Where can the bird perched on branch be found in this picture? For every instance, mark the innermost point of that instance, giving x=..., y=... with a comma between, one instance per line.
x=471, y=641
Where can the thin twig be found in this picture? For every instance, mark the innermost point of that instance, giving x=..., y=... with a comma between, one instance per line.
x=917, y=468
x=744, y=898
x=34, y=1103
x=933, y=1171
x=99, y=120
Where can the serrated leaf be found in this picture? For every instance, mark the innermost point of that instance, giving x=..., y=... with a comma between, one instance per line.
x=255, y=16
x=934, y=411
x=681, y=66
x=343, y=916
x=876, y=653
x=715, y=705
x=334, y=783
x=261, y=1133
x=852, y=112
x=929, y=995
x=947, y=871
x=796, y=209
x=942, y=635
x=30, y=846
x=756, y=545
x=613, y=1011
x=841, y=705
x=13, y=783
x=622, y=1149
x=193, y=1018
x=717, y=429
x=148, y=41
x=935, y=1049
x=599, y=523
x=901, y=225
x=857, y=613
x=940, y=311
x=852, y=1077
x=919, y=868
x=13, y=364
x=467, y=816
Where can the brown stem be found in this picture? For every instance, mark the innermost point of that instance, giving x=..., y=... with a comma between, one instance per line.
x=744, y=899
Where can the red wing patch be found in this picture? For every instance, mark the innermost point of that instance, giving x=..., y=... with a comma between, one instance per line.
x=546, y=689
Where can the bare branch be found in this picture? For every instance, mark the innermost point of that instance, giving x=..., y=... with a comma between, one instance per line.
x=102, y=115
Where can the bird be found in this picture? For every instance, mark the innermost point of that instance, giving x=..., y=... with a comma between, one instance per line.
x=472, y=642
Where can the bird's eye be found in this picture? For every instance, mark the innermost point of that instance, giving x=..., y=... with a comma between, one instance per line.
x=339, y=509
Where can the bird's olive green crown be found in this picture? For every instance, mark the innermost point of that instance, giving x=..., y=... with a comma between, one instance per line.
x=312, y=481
########
(Task directions) Shift every coordinate in the data by adding 79 to each x and y value. Rewrite all lines from the start of the data up to and including the line containing "x=546, y=689", and keep the lines without coordinates unchanged.

(The reply)
Where can the bird perched on branch be found in this picture? For every instance, mark the innermost point of that instance, giving x=..., y=... with a comma between, one instance per line.
x=550, y=720
Where can the thin twig be found in this picture? For every instance, mark the innermost point of that instance, giving x=..., y=... with a comma between, one instance per line.
x=996, y=547
x=823, y=977
x=113, y=1182
x=1012, y=1250
x=178, y=199
Where can the serrated leaf be found in this picture? For every instance, mark the innermost point of that instance, giving x=..., y=... with a comma between, one instance per line.
x=334, y=95
x=1013, y=490
x=760, y=145
x=422, y=995
x=955, y=732
x=794, y=784
x=413, y=862
x=340, y=1212
x=931, y=191
x=1008, y=1074
x=1026, y=950
x=875, y=288
x=1021, y=714
x=109, y=925
x=835, y=624
x=692, y=1090
x=920, y=784
x=92, y=862
x=701, y=1228
x=272, y=1097
x=796, y=508
x=227, y=120
x=1014, y=1128
x=678, y=602
x=980, y=304
x=936, y=692
x=1019, y=390
x=931, y=1156
x=998, y=947
x=92, y=443
x=546, y=895
Where can the brown stem be found in this picture? For every instance, mark the innermost point of that instance, giving x=..., y=... with a comma between, one instance per line.
x=823, y=978
Where can the red wing patch be found in this picture? For every instance, mark the innermost point of that instance, giving x=..., y=... with a comma between, one instance per line.
x=625, y=768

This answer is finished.